### ТЕКСТ ДЛЯ ЧТЕНИЯ:
***

Юрий НЕЧИПОРЕНКО. В определенном направлении: к женщине.

В 1930 году Максим Горький заметил в письме Гайто Газданову, что тот «ведет повествование к женщине». Это замечание настолько любопытно, что мы остановимся на нем подробнее. Речь идет об отклике на роман "Вечер у Клэр", который Газданов прислал Горькому. Приведем выдержки из этого письма (по книге Ласло Диенеша "Гайто Газданов" - жизнь и творчество" [1]). Горький пишет:

"Вы, конечно, сами чувствуете, что наделены большим талантом. Я добавлю к этому, что Вы талантливы очень своеобразно. Я имею право говорить это не только на основании "Вечера у Клэр", но также и учитывая Ваши рассказы, "Гавайские гитары и другие".

Вы мне представляетесь гармоничным художником; когда Вы говорите от себя, разум не вторгается в область инстинктов и интуиции.

Также обращает на себя внимание то, что Вы ведете свое повествование в одном определенном направлении: к женщине. Естественно, в этом сказывается Ваш возраст. Но великий художник всегда обращается в "общем" направлении, к личности, которая воспринимается им как мудрый и близкий друг".

***

### ИСХОДНЫЕ ДАННЫЕ:

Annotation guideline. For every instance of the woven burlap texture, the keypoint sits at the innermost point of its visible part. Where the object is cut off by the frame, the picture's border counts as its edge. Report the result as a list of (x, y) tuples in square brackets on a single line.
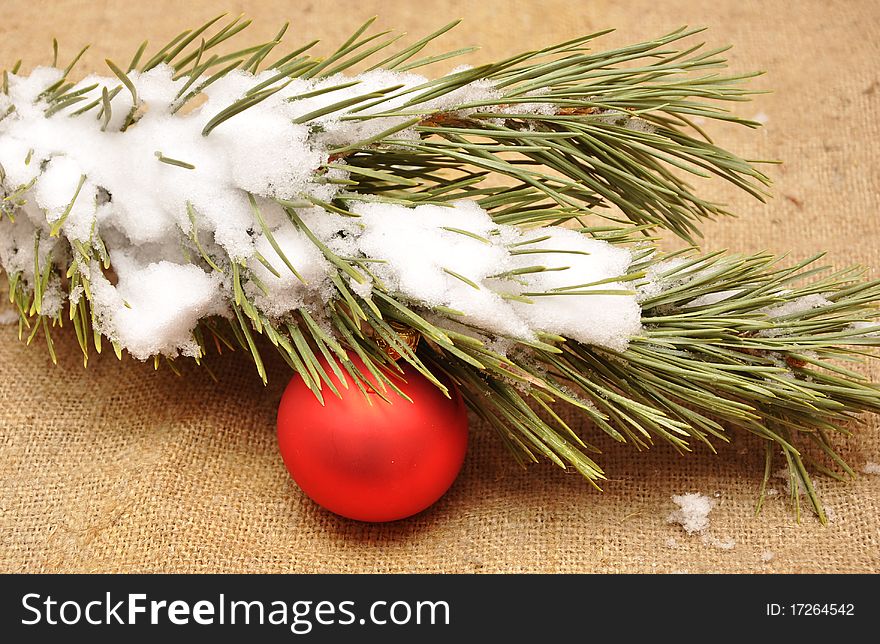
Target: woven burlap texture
[(120, 468)]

***

### ЗАДАНИЕ 1:
В каком году, по статье о письме Горького Газданову, было сделано замечание о том, что Газданов «ведет повествование к женщине»?
### ЗАДАНИЕ 2:
Перечислите всех людей, которые названы по имени в статье о письме Горького Газданову.
### ЗАДАНИЕ 3:
Допишите статью о письме Горького Газданову, продолжив ее сразу после последней фразы.
Список здесь не понадобится.

### РЕЗУЛЬТАТ 1:
В 1930 году.

### РЕЗУЛЬТАТ 2:
Юрий Нечипоренко, Максим Горький, Гайто Газданов, Ласло Диенеш.

### РЕЗУЛЬТАТ 3:
В данных словах содержится весьма любопытный смысл, или, как ныне принято говорить, несколько связных концептов. Во-первых, писатель "ведет повествование в одном определенном направлении", а не в разных. Горький предлагает далее и адресата, к которому обращено повествование: женщину. Подобно тому, как песни трубадуров и миннезингеров направлены к Прекрасной Даме, так и между строк романа содержится некая зашифрованная "любовная записка" к прелестной читательнице. Восстанавливается следующая картина: писатель обращает свои слова непосредственно к очаровательной незнакомке, (знакомые дамы вряд ли могут составлять всю аудиторию романа).

Итак, проза даже такого признанного эстета, как Газданов, может быть названа "женской" по той причине, что она в чем-то предназначена именно для женщины, именно до женщины она доносит свое специфическое сообщение. Однако это не тот "дамский роман", который мы видим в сфере дешевого чтива. Речь идет скорее о "рыцарском романе" известного рода - где подвиги совершаются во славу Прекрасной Дамы. Иными словами, герои этого романа и сам его повествователь обращаются с женщиной тем самым образом, который единственно приемлем - и необходим.

Для того чтобы проверить это предположение, вглядимся в поступки героев и героинь романов и рассказов Газданова.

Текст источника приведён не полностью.